▸ Records from a dataset:
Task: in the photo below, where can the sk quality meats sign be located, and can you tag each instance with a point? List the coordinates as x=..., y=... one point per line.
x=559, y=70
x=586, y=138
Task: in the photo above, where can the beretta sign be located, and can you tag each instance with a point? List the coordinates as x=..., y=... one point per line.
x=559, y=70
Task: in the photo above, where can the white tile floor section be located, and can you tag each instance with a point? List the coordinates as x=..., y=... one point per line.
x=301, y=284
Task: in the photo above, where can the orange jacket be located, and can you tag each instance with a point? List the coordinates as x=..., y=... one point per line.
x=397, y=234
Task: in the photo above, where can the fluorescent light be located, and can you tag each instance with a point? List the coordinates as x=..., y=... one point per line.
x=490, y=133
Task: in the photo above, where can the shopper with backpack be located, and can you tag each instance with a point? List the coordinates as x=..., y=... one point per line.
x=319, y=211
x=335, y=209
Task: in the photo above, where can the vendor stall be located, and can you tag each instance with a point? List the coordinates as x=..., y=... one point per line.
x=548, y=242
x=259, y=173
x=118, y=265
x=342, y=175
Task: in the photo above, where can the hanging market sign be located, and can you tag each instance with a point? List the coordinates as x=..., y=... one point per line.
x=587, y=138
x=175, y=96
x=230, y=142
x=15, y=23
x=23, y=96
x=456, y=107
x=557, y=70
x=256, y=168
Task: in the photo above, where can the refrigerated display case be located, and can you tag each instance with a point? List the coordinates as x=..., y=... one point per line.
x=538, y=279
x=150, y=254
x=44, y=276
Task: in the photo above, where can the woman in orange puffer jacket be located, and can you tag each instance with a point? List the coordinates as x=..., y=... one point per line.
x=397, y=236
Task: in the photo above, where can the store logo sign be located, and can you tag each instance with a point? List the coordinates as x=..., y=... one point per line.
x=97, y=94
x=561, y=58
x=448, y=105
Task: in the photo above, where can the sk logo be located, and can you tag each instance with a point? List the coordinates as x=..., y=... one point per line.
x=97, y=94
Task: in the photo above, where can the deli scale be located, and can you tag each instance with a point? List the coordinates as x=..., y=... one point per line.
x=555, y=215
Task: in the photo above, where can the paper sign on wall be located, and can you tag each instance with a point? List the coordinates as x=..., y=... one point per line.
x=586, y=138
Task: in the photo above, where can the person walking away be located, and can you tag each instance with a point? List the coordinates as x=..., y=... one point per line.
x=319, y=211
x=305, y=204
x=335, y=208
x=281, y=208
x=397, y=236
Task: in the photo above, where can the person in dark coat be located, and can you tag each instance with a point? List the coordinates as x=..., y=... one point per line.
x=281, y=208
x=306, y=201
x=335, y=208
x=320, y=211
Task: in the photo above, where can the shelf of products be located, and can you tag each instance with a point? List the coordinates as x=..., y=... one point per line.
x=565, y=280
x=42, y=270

--

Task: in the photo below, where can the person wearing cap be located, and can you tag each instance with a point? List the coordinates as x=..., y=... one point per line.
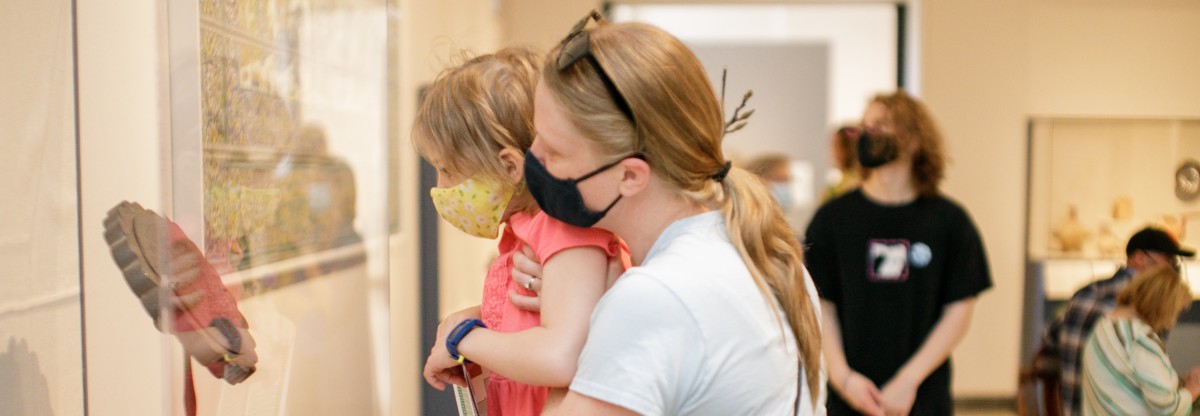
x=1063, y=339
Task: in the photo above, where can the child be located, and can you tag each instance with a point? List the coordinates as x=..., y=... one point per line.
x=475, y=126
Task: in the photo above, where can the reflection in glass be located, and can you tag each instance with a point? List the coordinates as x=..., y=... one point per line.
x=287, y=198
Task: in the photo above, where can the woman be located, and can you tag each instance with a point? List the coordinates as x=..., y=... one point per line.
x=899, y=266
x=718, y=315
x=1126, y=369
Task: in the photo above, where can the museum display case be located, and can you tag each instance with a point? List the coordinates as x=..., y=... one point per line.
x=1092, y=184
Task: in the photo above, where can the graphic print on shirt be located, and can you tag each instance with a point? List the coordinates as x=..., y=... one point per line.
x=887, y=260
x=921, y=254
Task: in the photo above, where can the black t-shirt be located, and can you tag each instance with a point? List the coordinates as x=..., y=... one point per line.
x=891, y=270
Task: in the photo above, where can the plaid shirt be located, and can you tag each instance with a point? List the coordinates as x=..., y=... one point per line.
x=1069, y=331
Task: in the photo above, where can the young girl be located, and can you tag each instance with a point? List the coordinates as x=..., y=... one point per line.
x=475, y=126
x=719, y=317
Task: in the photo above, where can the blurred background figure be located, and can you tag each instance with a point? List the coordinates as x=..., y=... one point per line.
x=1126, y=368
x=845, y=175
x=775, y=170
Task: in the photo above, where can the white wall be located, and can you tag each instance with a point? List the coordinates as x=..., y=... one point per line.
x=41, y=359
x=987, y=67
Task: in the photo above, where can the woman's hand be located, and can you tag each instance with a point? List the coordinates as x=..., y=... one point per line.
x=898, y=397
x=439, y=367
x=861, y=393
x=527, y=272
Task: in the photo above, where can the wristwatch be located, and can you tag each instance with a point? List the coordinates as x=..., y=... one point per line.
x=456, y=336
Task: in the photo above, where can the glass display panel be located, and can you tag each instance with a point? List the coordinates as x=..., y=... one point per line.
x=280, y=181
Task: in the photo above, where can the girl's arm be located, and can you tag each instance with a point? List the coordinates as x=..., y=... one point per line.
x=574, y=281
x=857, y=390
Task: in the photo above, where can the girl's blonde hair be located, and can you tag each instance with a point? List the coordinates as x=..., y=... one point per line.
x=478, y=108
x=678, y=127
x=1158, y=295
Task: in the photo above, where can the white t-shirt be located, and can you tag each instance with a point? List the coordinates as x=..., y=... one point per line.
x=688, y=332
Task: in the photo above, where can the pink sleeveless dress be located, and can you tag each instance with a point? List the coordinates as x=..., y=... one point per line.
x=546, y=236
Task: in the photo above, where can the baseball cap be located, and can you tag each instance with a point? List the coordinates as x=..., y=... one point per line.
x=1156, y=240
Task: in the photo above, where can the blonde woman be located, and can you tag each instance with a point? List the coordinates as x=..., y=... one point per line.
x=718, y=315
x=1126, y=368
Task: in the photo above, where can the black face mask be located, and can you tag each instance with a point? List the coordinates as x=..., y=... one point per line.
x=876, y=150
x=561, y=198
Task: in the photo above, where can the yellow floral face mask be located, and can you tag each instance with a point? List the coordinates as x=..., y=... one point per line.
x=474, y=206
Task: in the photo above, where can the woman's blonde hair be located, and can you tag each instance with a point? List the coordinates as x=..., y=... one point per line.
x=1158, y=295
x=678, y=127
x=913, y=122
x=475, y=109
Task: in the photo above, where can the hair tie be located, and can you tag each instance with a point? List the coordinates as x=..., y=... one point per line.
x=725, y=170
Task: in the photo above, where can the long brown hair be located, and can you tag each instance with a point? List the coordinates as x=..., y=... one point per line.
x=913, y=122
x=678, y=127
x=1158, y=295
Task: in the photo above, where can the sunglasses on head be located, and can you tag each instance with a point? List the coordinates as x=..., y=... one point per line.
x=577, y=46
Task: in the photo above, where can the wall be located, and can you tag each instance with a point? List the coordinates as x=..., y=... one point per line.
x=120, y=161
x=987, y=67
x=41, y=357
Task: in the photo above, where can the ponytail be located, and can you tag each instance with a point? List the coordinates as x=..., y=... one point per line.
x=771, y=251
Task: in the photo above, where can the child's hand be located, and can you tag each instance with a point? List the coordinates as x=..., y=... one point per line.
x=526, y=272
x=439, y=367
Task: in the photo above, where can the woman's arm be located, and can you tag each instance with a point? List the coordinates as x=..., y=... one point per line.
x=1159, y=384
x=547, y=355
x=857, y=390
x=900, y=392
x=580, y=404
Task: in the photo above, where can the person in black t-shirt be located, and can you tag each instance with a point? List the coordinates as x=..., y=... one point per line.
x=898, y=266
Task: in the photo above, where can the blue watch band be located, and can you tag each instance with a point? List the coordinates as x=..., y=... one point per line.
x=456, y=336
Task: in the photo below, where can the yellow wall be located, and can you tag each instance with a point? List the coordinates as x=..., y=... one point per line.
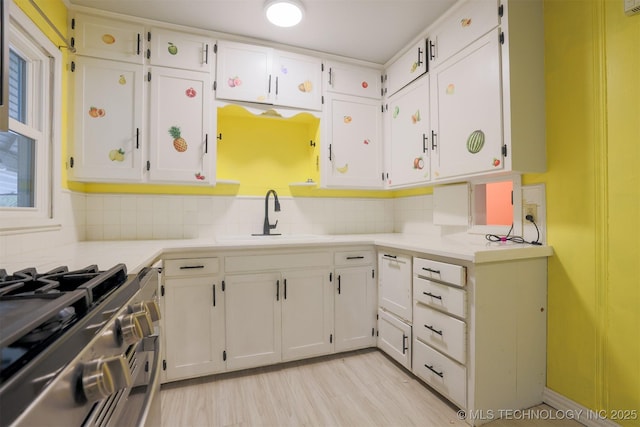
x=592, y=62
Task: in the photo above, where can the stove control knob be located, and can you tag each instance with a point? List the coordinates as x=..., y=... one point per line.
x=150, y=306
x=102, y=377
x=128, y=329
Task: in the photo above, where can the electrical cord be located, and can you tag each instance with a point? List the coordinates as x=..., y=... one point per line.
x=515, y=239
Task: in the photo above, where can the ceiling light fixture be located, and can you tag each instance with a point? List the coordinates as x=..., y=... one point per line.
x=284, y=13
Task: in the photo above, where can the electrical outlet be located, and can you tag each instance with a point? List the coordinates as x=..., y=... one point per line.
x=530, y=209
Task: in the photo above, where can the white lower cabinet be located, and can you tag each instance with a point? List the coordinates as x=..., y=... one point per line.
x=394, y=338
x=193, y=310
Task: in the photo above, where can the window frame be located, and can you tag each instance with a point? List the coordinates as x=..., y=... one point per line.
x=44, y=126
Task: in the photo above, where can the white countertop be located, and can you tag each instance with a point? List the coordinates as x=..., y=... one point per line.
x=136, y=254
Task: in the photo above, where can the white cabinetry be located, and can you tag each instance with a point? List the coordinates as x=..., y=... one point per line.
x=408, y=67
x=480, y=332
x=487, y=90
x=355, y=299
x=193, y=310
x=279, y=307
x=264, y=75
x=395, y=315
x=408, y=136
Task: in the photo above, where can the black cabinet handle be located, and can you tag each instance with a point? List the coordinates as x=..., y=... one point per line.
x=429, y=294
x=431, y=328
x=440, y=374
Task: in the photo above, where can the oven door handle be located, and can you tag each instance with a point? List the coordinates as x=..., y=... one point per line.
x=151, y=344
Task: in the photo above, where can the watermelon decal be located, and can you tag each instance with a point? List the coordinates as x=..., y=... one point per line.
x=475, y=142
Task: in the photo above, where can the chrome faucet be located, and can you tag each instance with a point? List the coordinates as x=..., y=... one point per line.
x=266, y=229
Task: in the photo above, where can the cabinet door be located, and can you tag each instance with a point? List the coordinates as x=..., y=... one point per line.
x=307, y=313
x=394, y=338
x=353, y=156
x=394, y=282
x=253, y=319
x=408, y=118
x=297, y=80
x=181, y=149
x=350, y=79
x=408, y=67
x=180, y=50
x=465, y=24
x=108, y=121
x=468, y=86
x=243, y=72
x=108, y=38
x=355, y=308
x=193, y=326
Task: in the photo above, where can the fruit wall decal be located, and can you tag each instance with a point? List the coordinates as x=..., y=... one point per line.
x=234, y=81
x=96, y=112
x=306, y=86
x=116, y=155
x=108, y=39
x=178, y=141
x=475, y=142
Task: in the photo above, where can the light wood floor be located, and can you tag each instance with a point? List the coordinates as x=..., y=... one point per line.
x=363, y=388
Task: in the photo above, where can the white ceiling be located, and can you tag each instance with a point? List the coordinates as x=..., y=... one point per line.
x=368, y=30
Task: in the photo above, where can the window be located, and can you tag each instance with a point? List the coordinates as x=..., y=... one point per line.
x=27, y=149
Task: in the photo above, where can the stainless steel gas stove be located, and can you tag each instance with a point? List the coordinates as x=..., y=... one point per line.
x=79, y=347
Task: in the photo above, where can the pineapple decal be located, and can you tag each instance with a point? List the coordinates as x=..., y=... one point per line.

▸ Task goal:
Could you write out the items again, starting with the line with "Task: in the photo above, where can the white tile" and going on through the line with "x=335, y=209", replacing "orange jacket" with "red jacket" and keeping everything else the same?

▸ Exercise answer:
Task: in the photo above, where can the white tile floor section be located, and can you tag each instance with a point? List the coordinates as x=..., y=... one point per line.
x=301, y=284
Task: in the photo above, where can the red jacket be located, and can you tag each instance with a point? List the coordinates as x=..., y=... one point per line.
x=397, y=234
Task: in the photo above, where can the fluorescent light be located, and can you tag each instance with a point? List the coordinates as x=..., y=... one point per line.
x=490, y=133
Task: in the photo above, where can the shopper with backpack be located, and can you tag each instance with a point? List the coordinates as x=..., y=... one point per line.
x=319, y=211
x=335, y=209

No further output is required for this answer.